* start SOURCE PASSAGE *

Reducing Calldata Size with Optional/Default Function Parameters

Hi! Hoping this is the right venue for this topic, please let me know if not.

I’d like to discuss the possibility of native support for optional and/or default parameters on public functions in Solidity. After a bit of searching, I couldn’t find a discussion of this issue in the forum, so here goes.

Consider the following function:

function foo(uint256 bar? = 10) public {
  ...
};

The optional bar parameter indicates that the compiler should generate every other function in the matrix of all possible signatures for this function, i.e.

function foo() external;

This generated function would simply call the “parent” function with the specified default value. If no default value was specified, the global default value for the type would be used. Attempts to override the implementation for this generated function would probably have to be a compiler error?

The motivation behind this proposal is to make it as easy as possible for developers to minimize the use of unnecessary calldata. This is particularly relevant in the context of EVM-/Solidity-compatible L2s, where calldata costs represent the lion’s share of transaction costs.

This proposal obviously begs the question “why not simply write the overloaded function yourself?” While of course possible, this can significantly bloat contracts, especially as the number of parameter permutations increases, and introduces the possibility of errors.

I’m sure there are things I haven’t thought of here, happy to discuss!

* end SOURCE PASSAGE *

» PROBLEM SET
A. Please rewrite the Solidity proposal starting at "Hi! Hoping this" and ending at "so here goes.", renaming "forum" to "mailing list".
B. Lay out every line of the listing below as a Markdown table with the columns Position and Text, skipping blank lines and leaving out the pictures.
The listing that follows is unrelated to the Solidity proposal.

* start DATA LISTING *

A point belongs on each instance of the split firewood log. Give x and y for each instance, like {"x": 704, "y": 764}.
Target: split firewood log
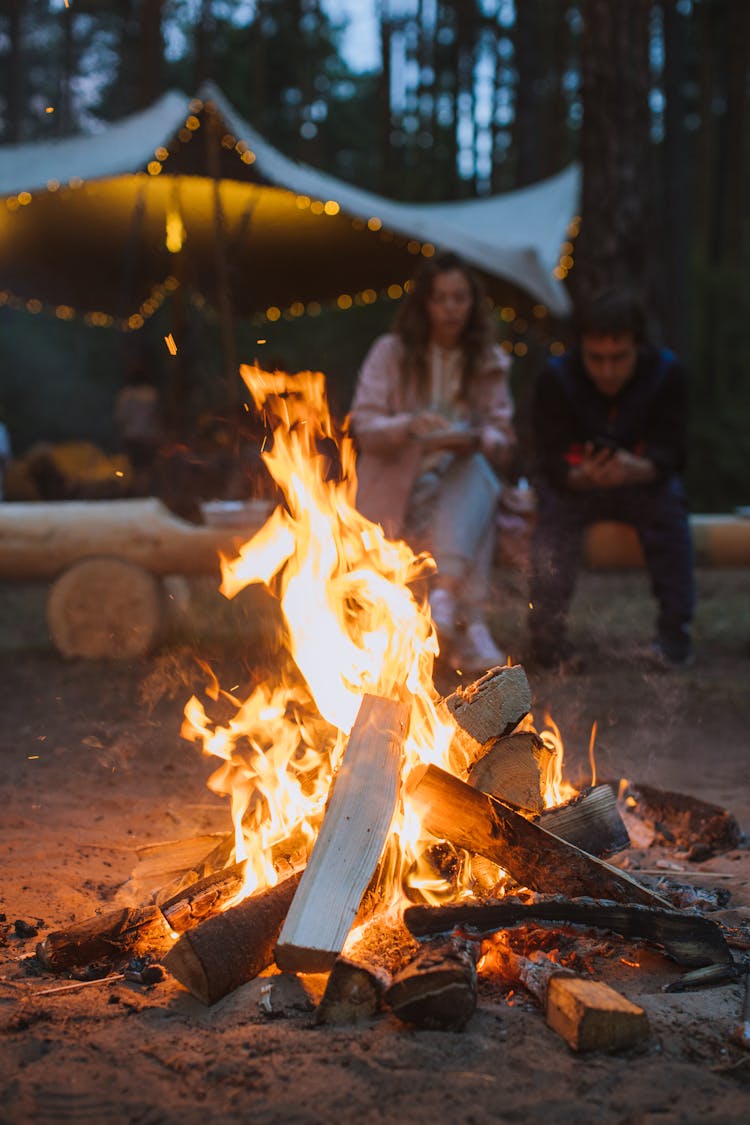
{"x": 351, "y": 840}
{"x": 454, "y": 811}
{"x": 588, "y": 1014}
{"x": 232, "y": 947}
{"x": 437, "y": 989}
{"x": 488, "y": 709}
{"x": 113, "y": 936}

* end DATA LISTING *

» RESPONSES TO THE TASKS
A.
Hi! Hoping this is the right venue for this topic, please let me know if not.

I’d like to discuss the possibility of native support for optional and/or default parameters on public functions in Solidity. After a bit of searching, I couldn’t find a discussion of this issue in the mailing list, so here goes.

B.
| Position | Text |
|---|---|
| 1 | A point belongs on each instance of the split firewood log. Give x and y for each instance, like {"x": 704, "y": 764}. |
| 2 | Target: split firewood log |
| 3 | {"x": 351, "y": 840} |
| 4 | {"x": 454, "y": 811} |
| 5 | {"x": 588, "y": 1014} |
| 6 | {"x": 232, "y": 947} |
| 7 | {"x": 437, "y": 989} |
| 8 | {"x": 488, "y": 709} |
| 9 | {"x": 113, "y": 936} |